◆ **What is being asked**
As the answer, give every line of the records that includes the word "white".
--
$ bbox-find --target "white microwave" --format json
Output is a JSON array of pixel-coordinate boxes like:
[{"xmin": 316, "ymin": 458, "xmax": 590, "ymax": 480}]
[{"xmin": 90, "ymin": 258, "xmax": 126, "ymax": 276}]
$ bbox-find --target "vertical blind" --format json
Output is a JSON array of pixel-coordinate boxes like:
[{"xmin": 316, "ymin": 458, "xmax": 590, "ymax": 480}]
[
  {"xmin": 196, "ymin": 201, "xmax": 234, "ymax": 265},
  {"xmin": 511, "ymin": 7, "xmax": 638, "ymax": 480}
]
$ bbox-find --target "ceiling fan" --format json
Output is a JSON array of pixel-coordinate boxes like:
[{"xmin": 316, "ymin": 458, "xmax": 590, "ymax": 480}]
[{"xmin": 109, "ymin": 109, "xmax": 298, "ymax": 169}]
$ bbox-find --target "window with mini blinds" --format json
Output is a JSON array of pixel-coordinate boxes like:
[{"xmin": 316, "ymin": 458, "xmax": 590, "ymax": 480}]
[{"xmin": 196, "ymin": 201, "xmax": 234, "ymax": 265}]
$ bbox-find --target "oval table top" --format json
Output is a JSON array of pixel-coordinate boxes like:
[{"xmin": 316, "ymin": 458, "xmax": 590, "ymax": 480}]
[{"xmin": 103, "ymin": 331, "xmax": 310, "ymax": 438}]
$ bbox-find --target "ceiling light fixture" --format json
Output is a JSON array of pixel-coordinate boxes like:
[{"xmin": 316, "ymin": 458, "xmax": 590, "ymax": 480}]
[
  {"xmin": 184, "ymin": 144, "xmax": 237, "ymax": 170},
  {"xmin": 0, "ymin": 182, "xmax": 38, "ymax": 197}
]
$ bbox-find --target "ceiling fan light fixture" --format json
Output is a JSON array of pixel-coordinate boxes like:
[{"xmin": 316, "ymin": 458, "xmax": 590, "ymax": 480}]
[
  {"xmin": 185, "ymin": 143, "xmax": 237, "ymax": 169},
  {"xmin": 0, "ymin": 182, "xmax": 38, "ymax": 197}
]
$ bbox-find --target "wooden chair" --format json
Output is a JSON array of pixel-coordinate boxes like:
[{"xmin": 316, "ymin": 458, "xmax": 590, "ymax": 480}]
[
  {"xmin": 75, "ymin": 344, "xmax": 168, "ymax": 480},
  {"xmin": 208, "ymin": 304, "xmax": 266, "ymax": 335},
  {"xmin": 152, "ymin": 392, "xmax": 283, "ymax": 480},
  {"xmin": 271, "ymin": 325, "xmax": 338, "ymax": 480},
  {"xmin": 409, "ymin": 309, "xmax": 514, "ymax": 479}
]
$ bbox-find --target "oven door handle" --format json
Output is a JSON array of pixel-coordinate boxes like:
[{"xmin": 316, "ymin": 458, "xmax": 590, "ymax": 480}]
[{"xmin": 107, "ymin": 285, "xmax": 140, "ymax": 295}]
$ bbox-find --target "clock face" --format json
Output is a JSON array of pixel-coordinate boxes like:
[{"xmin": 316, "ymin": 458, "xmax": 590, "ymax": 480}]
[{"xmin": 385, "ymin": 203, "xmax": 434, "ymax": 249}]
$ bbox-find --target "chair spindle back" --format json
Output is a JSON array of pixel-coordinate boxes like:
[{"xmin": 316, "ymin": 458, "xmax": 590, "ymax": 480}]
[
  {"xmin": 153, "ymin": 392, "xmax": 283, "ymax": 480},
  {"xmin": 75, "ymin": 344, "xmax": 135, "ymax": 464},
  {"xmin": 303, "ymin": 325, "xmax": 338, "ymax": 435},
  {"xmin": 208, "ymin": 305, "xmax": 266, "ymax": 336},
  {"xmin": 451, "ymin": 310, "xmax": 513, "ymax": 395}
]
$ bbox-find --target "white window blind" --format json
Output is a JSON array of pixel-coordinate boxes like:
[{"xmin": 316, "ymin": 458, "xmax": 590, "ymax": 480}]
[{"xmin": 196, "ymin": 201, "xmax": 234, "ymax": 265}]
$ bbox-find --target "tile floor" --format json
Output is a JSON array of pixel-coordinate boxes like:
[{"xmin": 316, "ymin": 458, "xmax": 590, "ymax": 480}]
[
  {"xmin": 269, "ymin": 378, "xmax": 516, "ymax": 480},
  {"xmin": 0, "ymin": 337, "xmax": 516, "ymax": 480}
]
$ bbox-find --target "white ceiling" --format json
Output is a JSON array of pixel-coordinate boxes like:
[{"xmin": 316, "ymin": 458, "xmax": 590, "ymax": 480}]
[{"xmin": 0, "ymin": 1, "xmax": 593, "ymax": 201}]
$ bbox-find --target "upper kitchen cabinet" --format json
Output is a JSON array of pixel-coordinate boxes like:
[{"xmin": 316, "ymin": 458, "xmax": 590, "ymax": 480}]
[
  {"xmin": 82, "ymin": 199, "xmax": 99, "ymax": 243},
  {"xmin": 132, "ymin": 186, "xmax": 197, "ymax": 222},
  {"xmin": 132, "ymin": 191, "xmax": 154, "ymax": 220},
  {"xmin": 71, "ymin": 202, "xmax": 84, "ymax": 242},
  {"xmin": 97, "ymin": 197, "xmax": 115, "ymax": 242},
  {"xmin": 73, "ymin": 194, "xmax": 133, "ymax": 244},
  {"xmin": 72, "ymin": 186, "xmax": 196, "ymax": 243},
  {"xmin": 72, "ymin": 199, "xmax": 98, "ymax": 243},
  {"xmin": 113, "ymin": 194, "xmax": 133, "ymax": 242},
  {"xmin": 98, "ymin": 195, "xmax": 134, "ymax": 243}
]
--
◆ **Result below**
$ bbox-find --target "white microwave" --format json
$ bbox-find --target "white window blind" --format json
$ bbox-find --target "white ceiling" --format json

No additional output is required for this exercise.